[SHORT EXERCISE 1] From the records below, give as a numbered list the lines from the line with "In the UI screenshot above, locate the shirt" up to and including the line with "xmin=292 ymin=69 xmax=306 ymax=110", leaving out any blank lines.

As an initial matter, the suitcase that Defendant picked up in connection with the February 2011 shipment of heroin by itself contained 988 grams. Thus, in attributing one kilogram or more of heroin to Defendant, the jury had to find that he was responsible for just twelve more grams. At trial, the Government presented evidence that the instant conspiracy involved three shipments of heroin in addition to the February shipment. Two of these shipments exceeded one kilogram of heroin and the third weighed approximately one kilogram.
Defendant argues there was insufficient evidence that he participated in or had knowledge of any heroin trafficking beyond the February shipment. However, at trial the Government presented recorded telephone conversations between a confidential informant named "Tony" and a co-conspirator, Frank Ehiobu, in which Ehiobu stated that Defendant ran "errands" for him including collecting and dropping off money. (Gov't Trial Ex. 7-S.T.) According to Tony's trial testimony, these conversations related to heroin trafficking. When construed in a light most favorable to the Government, these conversations demonstrate that Defendant was sufficiently involved in the instant conspiracy such that he could reasonably foresee that he and his co-conspirators would distribute or import one kilogram or more of heroin. See United States v. Price, 155 F.3d 563, 1998 WL 390572, at *6 (4th Cir. June 26, 1998) (unpublished table decision) ("[T]he uncorroborated testimony of a single witness may be sufficient to survive a Rule 29 motion . . . even when the single witness happens to be the defendant's former accomplice in crime"). For these reasons, the jury's finding as to drug quantity was supported by substantial evidence and Defendant's Motion to Set Aside the Jury Verdict in Part is denied.

[MATERIAL SUPPLIED]
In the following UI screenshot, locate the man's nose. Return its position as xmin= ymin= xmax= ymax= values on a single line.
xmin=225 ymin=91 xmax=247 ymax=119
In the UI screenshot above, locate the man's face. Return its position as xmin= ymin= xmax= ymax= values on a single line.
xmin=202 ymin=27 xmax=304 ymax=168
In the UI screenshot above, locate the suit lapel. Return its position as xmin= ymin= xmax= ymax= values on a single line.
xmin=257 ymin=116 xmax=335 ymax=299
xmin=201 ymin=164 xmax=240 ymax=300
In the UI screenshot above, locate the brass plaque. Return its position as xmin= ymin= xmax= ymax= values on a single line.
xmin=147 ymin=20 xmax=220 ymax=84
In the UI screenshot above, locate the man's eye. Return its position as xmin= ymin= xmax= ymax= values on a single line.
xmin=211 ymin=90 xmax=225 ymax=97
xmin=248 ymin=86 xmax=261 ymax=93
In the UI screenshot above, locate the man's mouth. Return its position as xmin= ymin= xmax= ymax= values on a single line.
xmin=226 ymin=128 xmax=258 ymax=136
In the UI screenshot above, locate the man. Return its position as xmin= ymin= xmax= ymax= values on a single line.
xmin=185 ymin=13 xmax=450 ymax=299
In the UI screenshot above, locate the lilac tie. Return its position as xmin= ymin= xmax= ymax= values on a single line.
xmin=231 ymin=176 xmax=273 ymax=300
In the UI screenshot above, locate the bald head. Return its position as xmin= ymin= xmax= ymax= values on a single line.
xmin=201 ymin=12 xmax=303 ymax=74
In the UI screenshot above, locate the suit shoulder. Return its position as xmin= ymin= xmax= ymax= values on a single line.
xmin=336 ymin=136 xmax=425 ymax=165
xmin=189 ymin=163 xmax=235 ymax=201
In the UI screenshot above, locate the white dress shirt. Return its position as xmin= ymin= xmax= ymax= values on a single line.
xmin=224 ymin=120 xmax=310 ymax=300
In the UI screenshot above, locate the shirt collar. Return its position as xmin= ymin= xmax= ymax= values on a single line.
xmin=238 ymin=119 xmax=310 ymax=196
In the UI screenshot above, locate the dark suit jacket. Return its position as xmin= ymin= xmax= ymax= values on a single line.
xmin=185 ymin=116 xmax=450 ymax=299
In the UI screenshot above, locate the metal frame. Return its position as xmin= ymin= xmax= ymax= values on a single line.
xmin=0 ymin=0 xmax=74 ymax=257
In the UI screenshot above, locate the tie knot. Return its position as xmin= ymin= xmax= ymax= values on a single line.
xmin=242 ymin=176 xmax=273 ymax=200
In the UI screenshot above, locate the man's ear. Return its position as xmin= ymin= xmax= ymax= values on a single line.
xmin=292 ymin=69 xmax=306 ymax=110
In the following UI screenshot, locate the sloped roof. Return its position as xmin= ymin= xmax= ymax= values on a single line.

[SHORT EXERCISE 2] Continue the court ruling on the heroin drug quantity from where it stops.

[WRITTEN REPLY 1]
1. In the UI screenshot above, locate the shirt collar. Return its position as xmin= ymin= xmax= ymax= values on a single line.
2. xmin=238 ymin=119 xmax=310 ymax=196
3. In the UI screenshot above, locate the dark suit jacket. Return its position as xmin= ymin= xmax= ymax= values on a single line.
4. xmin=185 ymin=116 xmax=450 ymax=299
5. In the UI screenshot above, locate the metal frame. Return its position as xmin= ymin= xmax= ymax= values on a single line.
6. xmin=0 ymin=0 xmax=74 ymax=257
7. In the UI screenshot above, locate the tie knot. Return its position as xmin= ymin= xmax= ymax= values on a single line.
8. xmin=242 ymin=176 xmax=273 ymax=200
9. In the UI screenshot above, locate the man's ear. Return its position as xmin= ymin= xmax= ymax= values on a single line.
10. xmin=292 ymin=69 xmax=306 ymax=110

[WRITTEN REPLY 2]
B. Flight Instruction
The Court also finds that its jury instruction regarding flight was properly supported by the evidence introduced at trial. A jury's consideration of evidence of flight "requires that it be able, from the evidence, to link such flight to consciousness of guilt of the crime for which the defendant is charged." United States v. Obi, 239 F.3d 662, 665 (4th Cir. 2001). This in turn requires evidence supporting all the inferences in the causal chain between flight and guilt. Id. To establish the causal chain, there must be evidence that the defendant fled or attempted to flee, which supports the inferences that "(1) the defendant's flight was the product of consciousness of guilt, and (2) his consciousness of guilt was in relation to the crime with which he was ultimately charged and on which the evidence is offered." Id.
Both of these elements were supported by the evidence presented at trial. First, there was evidence which demonstrated that Defendant attempted to flee from law enforcement at the time of his July 2011 arrest. Trial testimony revealed that as agents approached and pounded on the front door of Defendant's house, Defendant attempted to exit the rear of the house, taking a step or two until ordered to stop. Although Defendant told the agents that he was leaving his house to go to work, he was not dressed for work. In his motion, Defendant claims that he was going to go to work later in the day, but that he and his wife had immediate plans to pick up his mother-in-law at the time of his arrest. However, Defendant and his wife did not attempt to exit the house together. Rather, Defendant's wife was escorting agents through the house at the time Defendant attempted to exit. As such, there was evidence presented at trial that Defendant attempted to flee at the time of his arrest.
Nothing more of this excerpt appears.